__ENTRIES__.
* Begin *

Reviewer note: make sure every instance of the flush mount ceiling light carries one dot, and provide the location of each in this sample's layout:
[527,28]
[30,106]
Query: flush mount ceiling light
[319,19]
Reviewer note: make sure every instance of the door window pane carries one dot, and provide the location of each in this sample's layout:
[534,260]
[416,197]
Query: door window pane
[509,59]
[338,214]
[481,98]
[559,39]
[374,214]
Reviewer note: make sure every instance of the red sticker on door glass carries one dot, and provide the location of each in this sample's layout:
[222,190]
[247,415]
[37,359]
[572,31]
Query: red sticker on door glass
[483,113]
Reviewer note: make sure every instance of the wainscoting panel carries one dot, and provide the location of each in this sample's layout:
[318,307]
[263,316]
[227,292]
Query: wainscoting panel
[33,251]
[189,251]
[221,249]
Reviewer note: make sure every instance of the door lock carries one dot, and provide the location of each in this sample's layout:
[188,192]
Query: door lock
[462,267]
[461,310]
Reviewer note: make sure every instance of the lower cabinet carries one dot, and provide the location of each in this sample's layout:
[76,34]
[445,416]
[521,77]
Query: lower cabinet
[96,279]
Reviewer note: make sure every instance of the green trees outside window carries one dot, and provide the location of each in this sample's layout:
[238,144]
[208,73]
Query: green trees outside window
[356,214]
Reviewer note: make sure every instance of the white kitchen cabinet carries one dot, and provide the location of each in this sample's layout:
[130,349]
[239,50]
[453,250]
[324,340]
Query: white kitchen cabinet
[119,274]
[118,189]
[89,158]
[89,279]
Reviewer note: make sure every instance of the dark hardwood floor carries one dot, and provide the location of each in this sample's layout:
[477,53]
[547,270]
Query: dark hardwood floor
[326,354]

* End *

Reproduce all of the entries above word for word, with no changes.

Reviewer note: make sure every instance of the flush mount ceiling light carries one dot, and provide the location of each in this sample's layout:
[527,28]
[30,106]
Query: flush mount ceiling light
[319,19]
Reviewer note: make sure every instance of the door window pane carries one dot, and provide the location of each in this sample's layout:
[534,260]
[416,197]
Query: door window pane
[509,59]
[338,214]
[481,98]
[559,39]
[374,214]
Reviewer note: make sure every instance of the red sticker on door glass carries one dot, and provide the location of each in this sample's layout:
[222,190]
[247,415]
[37,359]
[572,31]
Query: red sticker on door glass
[483,113]
Reviewer note: make sure every instance of the wainscoting panel carries one dot, and provide the location of each in this sample's layout:
[318,307]
[263,316]
[227,292]
Query: wainscoting panel
[33,251]
[189,251]
[221,249]
Reviewer note: make sure every instance of the door lock carries one dot, and provide the location of each in this sample's layout:
[188,192]
Query: door lock
[462,267]
[461,310]
Reviewer note: make sure every instance of the lower cabinet carries one dot, and provide the location of each in this sample's layout:
[76,34]
[445,416]
[521,77]
Query: lower cabinet
[96,279]
Reviewer note: make sure every instance of the green trees outside window carries one dot, and provide the location of each in this sample's layout:
[238,144]
[208,73]
Query: green trees outside window
[356,214]
Reviewer note: make sure every instance of the white kitchen cabinet carries one dot, and provide the location of each in this sample's layout:
[130,349]
[239,50]
[453,250]
[324,340]
Query: white kitchen cabinet
[119,274]
[118,189]
[89,158]
[89,279]
Reviewer note: make sure every instance of the dark hardwood floor carries one dot, and provide the location of each in this sample's layout:
[477,53]
[547,270]
Query: dark hardwood floor
[326,354]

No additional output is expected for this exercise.